Photo-based point labeling data

^^^^^^^^^^^^^^^^

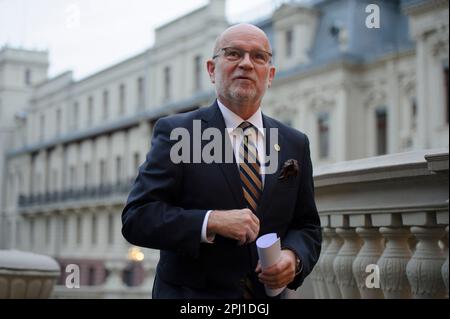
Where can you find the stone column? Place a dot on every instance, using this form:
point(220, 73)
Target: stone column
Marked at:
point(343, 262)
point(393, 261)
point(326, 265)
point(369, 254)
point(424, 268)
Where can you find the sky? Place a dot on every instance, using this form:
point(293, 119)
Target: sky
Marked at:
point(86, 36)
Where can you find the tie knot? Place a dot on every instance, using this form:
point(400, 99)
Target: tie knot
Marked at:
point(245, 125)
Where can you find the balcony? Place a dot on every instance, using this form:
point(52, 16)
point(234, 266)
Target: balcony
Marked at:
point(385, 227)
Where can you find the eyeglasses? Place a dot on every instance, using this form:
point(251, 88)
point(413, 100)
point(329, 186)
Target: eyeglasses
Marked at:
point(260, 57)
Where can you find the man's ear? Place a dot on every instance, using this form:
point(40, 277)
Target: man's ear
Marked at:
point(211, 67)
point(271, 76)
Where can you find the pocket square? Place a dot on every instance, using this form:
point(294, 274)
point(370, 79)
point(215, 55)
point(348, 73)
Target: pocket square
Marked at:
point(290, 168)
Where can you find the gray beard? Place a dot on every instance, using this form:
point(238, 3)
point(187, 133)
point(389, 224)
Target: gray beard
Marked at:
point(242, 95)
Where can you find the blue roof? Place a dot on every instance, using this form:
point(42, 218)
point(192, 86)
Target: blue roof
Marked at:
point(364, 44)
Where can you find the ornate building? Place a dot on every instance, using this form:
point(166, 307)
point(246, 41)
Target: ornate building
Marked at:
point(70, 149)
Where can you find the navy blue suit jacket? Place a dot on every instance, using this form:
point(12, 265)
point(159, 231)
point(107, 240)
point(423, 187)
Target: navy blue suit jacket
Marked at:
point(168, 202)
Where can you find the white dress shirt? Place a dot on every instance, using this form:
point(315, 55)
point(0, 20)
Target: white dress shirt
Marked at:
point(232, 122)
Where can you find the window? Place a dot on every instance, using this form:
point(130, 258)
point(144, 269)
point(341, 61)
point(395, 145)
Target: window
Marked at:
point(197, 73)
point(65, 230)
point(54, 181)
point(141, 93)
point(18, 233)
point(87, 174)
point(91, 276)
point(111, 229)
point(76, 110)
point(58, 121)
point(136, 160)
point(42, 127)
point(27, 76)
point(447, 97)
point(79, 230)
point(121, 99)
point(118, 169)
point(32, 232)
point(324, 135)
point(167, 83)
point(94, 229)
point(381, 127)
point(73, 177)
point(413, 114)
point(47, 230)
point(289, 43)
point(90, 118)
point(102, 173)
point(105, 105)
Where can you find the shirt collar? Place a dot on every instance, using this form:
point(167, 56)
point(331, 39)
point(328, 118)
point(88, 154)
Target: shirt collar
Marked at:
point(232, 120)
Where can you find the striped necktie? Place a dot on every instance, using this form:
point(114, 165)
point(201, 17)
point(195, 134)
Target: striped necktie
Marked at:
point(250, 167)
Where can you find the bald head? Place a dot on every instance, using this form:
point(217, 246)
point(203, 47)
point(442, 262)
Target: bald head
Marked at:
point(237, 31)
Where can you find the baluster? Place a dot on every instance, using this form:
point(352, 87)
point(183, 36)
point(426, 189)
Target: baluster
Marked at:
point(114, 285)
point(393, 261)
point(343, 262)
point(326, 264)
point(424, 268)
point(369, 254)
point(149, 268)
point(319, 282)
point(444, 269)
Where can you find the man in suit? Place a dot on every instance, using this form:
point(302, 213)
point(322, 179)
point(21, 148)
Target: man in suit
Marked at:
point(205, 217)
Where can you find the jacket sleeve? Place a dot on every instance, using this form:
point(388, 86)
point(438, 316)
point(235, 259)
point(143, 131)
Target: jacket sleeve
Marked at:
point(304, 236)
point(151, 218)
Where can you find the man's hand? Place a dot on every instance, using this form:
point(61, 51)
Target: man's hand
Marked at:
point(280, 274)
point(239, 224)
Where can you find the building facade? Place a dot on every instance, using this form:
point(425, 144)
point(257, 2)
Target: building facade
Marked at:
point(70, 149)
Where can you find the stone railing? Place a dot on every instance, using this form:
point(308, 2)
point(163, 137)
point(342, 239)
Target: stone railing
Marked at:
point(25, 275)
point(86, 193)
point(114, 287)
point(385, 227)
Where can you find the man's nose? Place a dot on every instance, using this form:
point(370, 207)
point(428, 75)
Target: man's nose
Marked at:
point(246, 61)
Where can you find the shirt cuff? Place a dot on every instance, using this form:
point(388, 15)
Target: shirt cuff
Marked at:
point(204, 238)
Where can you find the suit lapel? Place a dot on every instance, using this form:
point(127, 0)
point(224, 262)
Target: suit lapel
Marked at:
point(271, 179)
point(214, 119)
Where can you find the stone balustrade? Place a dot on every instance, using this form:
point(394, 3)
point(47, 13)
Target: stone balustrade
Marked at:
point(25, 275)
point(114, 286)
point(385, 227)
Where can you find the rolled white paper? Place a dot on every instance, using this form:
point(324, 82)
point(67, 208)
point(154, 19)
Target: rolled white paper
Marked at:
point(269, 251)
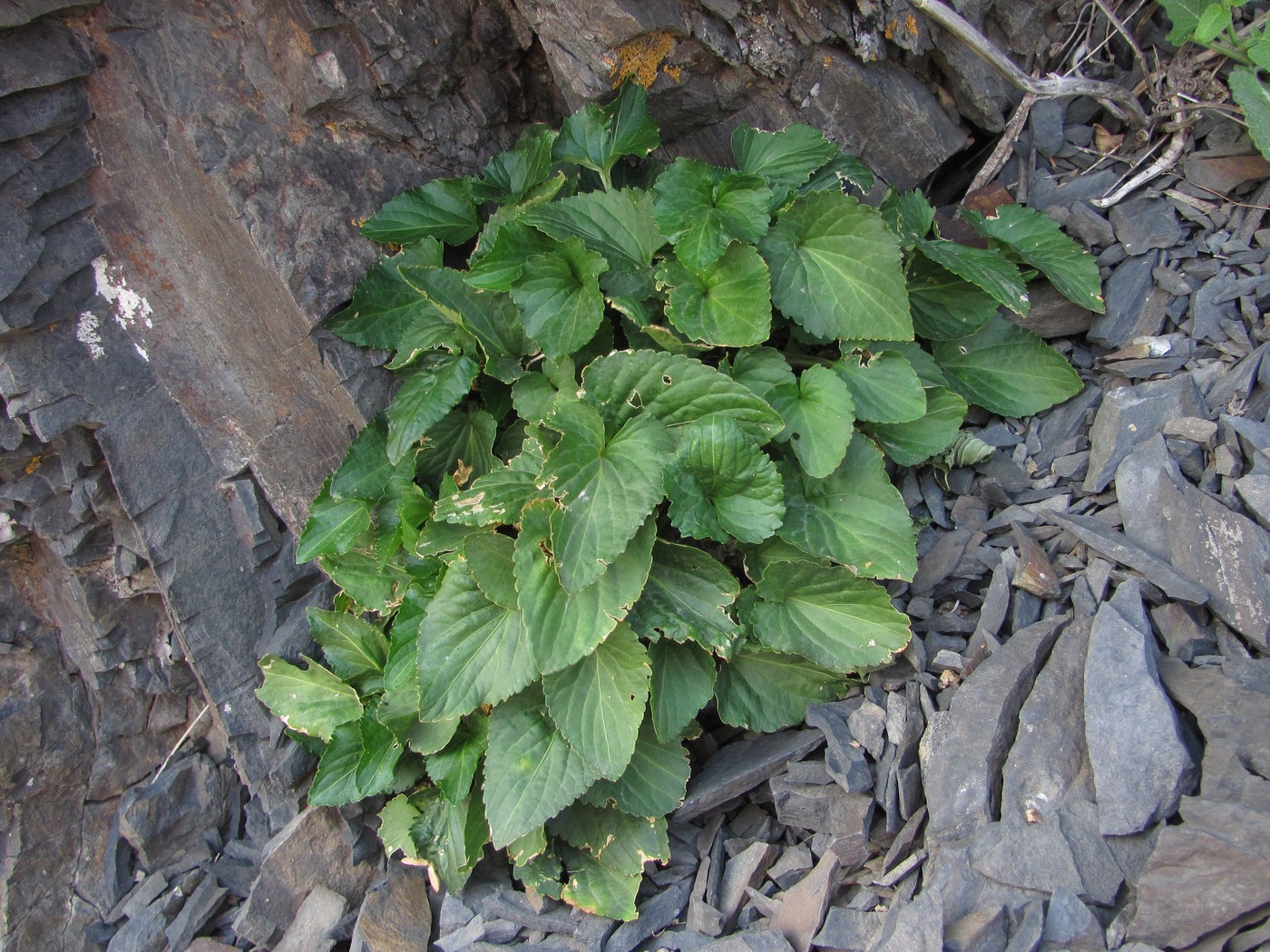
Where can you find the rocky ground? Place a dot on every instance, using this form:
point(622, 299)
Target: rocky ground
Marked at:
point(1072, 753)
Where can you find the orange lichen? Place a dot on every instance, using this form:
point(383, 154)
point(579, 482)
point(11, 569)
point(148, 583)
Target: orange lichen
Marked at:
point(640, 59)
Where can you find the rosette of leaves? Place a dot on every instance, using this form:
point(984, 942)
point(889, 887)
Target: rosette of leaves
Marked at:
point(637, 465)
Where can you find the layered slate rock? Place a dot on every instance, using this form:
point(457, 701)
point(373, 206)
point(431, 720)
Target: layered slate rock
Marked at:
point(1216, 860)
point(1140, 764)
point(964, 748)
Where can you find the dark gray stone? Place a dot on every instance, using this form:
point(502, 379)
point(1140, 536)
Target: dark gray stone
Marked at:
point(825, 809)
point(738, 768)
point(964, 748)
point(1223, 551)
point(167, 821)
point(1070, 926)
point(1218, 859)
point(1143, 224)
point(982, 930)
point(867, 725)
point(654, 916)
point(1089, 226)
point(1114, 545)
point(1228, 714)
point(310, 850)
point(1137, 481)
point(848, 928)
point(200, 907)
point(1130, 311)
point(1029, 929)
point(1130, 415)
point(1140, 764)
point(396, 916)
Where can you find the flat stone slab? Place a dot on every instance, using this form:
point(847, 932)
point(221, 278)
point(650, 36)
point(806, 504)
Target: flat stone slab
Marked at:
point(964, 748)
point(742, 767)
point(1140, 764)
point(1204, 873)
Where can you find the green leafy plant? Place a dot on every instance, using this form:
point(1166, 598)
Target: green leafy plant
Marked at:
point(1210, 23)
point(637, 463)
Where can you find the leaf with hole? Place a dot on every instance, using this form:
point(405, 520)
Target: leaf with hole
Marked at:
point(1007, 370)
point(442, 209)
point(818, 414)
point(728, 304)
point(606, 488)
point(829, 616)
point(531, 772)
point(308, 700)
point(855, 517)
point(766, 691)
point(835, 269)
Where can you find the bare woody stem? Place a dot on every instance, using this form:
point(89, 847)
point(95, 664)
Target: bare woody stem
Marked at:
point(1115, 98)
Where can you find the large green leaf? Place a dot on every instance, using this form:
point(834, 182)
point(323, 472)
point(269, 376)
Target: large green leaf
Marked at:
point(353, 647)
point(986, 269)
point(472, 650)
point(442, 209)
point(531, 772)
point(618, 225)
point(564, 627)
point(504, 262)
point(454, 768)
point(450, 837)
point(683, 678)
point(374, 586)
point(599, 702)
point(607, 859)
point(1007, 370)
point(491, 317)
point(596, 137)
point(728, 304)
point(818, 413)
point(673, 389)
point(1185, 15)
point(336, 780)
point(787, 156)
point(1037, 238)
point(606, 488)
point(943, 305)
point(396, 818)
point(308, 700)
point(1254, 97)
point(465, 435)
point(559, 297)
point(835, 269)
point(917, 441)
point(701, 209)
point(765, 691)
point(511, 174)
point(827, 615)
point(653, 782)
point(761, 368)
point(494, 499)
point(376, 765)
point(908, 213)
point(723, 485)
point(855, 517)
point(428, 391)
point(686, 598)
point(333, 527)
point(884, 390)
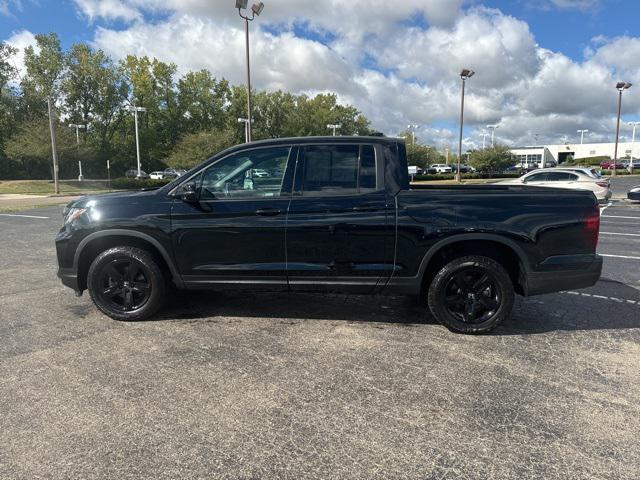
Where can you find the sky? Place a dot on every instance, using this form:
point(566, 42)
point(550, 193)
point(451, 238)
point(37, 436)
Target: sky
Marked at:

^^^^^^^^^^^^^^^^

Quote exactly, and nothing besides, the lines from the one with "Where can you find the bare" through the end of the records above; include both ends and omit the pictures.

> ANSWER FOR THE TASK
Where can you find the bare woody stem? Place a dot on every instance, using this form:
point(89, 847)
point(95, 664)
Target: bare woody stem
Marked at:
point(1115, 98)
Where can you find the large green leaf? Place a dot on every instance, using this form:
point(834, 182)
point(323, 472)
point(269, 376)
Target: large green leaf
Marked at:
point(353, 647)
point(986, 269)
point(472, 650)
point(442, 209)
point(531, 772)
point(618, 225)
point(564, 627)
point(504, 262)
point(454, 768)
point(450, 837)
point(683, 678)
point(374, 586)
point(599, 702)
point(607, 859)
point(1007, 370)
point(491, 317)
point(596, 137)
point(728, 304)
point(818, 413)
point(673, 389)
point(1185, 15)
point(336, 780)
point(787, 156)
point(1037, 238)
point(606, 488)
point(943, 305)
point(396, 818)
point(308, 700)
point(1254, 97)
point(465, 435)
point(559, 297)
point(835, 269)
point(917, 441)
point(701, 209)
point(765, 691)
point(511, 174)
point(827, 615)
point(653, 782)
point(761, 368)
point(494, 499)
point(376, 765)
point(908, 213)
point(723, 485)
point(855, 517)
point(428, 391)
point(686, 598)
point(333, 527)
point(884, 390)
Where can you find the sky? Place a dot on every instance, using this form:
point(566, 42)
point(550, 193)
point(451, 238)
point(37, 436)
Target: sky
Marked at:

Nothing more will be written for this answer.